TEXT SECTION
=======

"Love follows knowledge."
"Beauty above all beauty!"
– St. Catherine of Siena

Showing posts with label Triduum. Show all posts
Showing posts with label Triduum. Show all posts

Friday, April 3, 2026

Triduum Meditation: The Silence of Holy Saturday

Two years ago I initiated a meditation for the holy three days before Easter Sunday referred to as the Pascal Tridium.  Each year I would highlight one of the three days.  I started with Holy Thursday, and last year was Good Friday.  This year I will offer a meditation on Holy Saturday.

There is no Mass celebrated on Holy Saturday, nor as in Good Friday an opportunity for a recital of the Passion and Adoration of the Wood of the Cross.  There are no readings nor homilies.

Perhaps the best place to start for Holy Saturday is at the thirteenth and fourteenth stations of the Stations of the Cross: Jesus taken down from the cross and placed in a tomb. 

 

 


 

 


 

This comes from the last paragraph of the nineteenth chapter of John’s Gospel.

 

 

After this, Joseph of Arimathea,

secretly a disciple of Jesus for fear of the Jews,

asked Pilate if he could remove the body of Jesus.

And Pilate permitted it.

So he came and took his body.

Nicodemus, the one who had first come to him at night,

also came bringing a mixture of myrrh and aloes

weighing about one hundred pounds.

They took the body of Jesus

and bound it with burial cloths along with the spices,

according to the Jewish burial custom.

Now in the place where he had been crucified there was a garden, and in the garden a new tomb, in which no one had yet been buried.  So they laid Jesus there because of the Jewish preparation day; for the tomb was close by.

~Jn 19:38-42

 

We adore you, O Christ, and we praise you, because by your Holy Cross you have redeemed the world.

 

The distinguishing feature of Holy Saturday is silence and waiting.  There is no liturgy, no celebration, no homilies, no Eucharist.  Jesus’s body is motionless, indeed, lifeless in tomb while His soul travels down to the abode of the dead to raise up all the righteous dead. 

 

Dominican Fr. Jonah Teller O.P. reflects on the wait.

=======

EXTRACTED DATA
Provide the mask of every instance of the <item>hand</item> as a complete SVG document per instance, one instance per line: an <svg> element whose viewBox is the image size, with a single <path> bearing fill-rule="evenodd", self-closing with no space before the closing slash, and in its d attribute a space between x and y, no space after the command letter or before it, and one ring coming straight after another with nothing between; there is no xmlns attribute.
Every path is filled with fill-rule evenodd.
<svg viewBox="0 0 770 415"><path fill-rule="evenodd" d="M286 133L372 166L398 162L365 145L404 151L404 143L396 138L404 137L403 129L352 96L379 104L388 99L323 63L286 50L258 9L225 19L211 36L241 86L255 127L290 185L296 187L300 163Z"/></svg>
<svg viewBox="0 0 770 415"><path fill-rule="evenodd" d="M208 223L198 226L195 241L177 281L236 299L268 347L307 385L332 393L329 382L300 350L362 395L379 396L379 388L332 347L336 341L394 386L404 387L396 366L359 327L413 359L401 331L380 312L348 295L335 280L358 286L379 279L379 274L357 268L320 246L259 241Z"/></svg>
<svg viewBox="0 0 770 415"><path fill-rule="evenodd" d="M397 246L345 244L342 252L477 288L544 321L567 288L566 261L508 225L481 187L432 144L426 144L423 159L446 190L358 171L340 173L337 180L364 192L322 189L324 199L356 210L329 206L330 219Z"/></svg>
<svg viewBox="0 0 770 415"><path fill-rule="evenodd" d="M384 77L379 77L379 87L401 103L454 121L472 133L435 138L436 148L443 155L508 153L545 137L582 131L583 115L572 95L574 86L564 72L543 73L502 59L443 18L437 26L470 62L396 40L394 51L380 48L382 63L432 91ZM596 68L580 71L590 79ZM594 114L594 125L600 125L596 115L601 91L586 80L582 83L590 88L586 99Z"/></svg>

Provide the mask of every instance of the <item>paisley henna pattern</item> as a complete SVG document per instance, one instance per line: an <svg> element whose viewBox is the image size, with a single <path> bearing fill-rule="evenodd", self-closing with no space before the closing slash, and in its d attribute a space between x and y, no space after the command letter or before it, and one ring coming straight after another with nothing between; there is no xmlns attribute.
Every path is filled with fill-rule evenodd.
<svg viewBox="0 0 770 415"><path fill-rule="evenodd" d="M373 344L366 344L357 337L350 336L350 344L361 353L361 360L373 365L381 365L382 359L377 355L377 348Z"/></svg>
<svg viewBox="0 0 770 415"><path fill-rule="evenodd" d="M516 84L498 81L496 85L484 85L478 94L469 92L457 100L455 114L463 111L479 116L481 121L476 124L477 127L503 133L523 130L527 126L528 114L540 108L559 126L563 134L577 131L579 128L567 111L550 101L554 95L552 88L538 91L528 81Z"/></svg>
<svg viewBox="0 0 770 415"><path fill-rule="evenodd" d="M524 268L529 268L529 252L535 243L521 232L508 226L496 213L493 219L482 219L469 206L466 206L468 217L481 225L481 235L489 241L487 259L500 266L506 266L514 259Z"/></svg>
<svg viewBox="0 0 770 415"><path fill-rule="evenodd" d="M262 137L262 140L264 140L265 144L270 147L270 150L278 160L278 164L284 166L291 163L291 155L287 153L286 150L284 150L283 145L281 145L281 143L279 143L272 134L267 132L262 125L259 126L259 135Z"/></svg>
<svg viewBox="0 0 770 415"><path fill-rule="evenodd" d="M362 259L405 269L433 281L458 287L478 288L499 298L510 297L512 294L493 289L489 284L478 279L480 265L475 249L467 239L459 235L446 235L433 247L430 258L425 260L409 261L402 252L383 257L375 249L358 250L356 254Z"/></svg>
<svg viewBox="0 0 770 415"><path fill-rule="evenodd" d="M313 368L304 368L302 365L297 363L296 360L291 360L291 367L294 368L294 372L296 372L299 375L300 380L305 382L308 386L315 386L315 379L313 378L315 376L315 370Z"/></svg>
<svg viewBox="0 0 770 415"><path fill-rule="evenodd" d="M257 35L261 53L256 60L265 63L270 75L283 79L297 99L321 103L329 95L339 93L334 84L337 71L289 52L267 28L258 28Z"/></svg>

=======

INSTRUCTION 1
According to the Holy Saturday meditation, about how much did the mixture of myrrh and aloes brought by Nicodemus weigh?
INSTRUCTION 2
Return the passage of the Holy Saturday meditation that begins at the words "Now in the place" and stops after "the righteous dead.".
The entries are separate from the Holy Saturday meditation.

EXERCISE OUTPUT 1
About one hundred pounds.

EXERCISE OUTPUT 2
Now in the place where he had been crucified there was a garden, and in the garden a new tomb, in which no one had yet been buried.  So they laid Jesus there because of the Jewish preparation day; for the tomb was close by.

~Jn 19:38-42

 

We adore you, O Christ, and we praise you, because by your Holy Cross you have redeemed the world.

 

The distinguishing feature of Holy Saturday is silence and waiting.  There is no liturgy, no celebration, no homilies, no Eucharist.  Jesus’s body is motionless, indeed, lifeless in tomb while His soul travels down to the abode of the dead to raise up all the righteous dead.